EXERCISE DESCRIPTION
Pick up the Not Dead Yet comment letter on the CMS COVID-19 interim final rule after its last sentence and keep writing it.

PROVIDED PASSAGE
=== Begin Enclosure ===
NDY Files Public Comment On Federal Healthcare Interim Final Rule In Response To COVID

NDY is grateful to disability rights attorney Kathryn Carroll for her assistance in filing a public comment on the [CMS-9912-IFC] Center for Medicare and Medicaid Services Interim Final Rule: Additional Policy and Regulatory Revisions in Response to the COVID-19 Public Health Emergency. Excerpts are below and, to read the whole comment, go here.

January 4, 2021

Seema Verma, Administrator
Centers for Medicare & Medicaid Services
Department of Health and Human Services
Attention: CMS-9912-IFC
P.O. Box 8016
Baltimore, MD 21244-8016

RE:      Comments on CMS-9912-IFC

Center for Medicare and Medicaid Services Interim Final Rule: Additional Policy and Regulatory Revisions in Response to the COVID-19 Public Health Emergency

Dear Administrator Verma:

Not Dead Yet appreciates the opportunity to submit comments on the Centers for Medicare and Medicaid Services (CMS) Interim Final Rule “Additional Policy and Regulatory Revisions in Response to the COVID-19 Public Health Emergency”. Not Dead Yet is a national grassroots disability rights organization led by disabled people, advocating for nondiscrimination in health care. We support people with disabilities’ equal rights to life-sustaining treatment. We oppose assisted suicide laws as a deadly form of discrimination. We support people with disabilities’ right to live in the community and not be forced into nursing homes and other institutions.

Medicaid provides necessary healthcare coverage to poor and disabled people, and is the primary funder of long-term services and supports (LTSS) required by older, disabled, and chronically ill people to live our daily lives. Home- and community-based services (HCBS) provided by Medicaid are the difference between disabled individuals being able to enjoy life in and as part of the community and segregation in institutional settings without choice and freedom.
=== End Enclosure ===
DATA BELOW
=== Begin Enclosure ===
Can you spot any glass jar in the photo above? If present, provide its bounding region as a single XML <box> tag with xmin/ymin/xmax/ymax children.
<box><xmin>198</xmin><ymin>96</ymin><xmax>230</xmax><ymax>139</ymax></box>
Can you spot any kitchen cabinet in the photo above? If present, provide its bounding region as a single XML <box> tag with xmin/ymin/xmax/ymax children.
=== End Enclosure ===
WRITTEN REPLY
Not Dead Yet advocates for nondiscrimination in healthcare; disabled people, especially those with multiple marginalized identities, face discrimination and bias by medical professionals and the healthcare industry at large. During a public health emergency, we are at even greater risk of being denied life-preserving or life-sustaining treatment through triage and crisis standards of care policies. Crisis standards of care based on discriminatory evaluations of disabled lives are pervasive.

Furthermore, disabled people who would be denied treatment under triage or crisis standards of care are being left out of vaccine distribution plans.[1]

Based on the overwhelming reliance on Medicaid for essential healthcare services including LTSS, the importance of HCBS to fulfilling the civil right of disabled people to not be institutionalized, the need for sufficient healthcare access to prevent disabled people from needing to seek care where we would be triaged, and the need for equitable access to the COVID-19 vaccine, Not Dead Yet strongly opposes the Interim Final Rule (IFR) allowing significant cuts to Medicaid funding and coverage.

The FFCRA correctly protected Medicaid beneficiaries.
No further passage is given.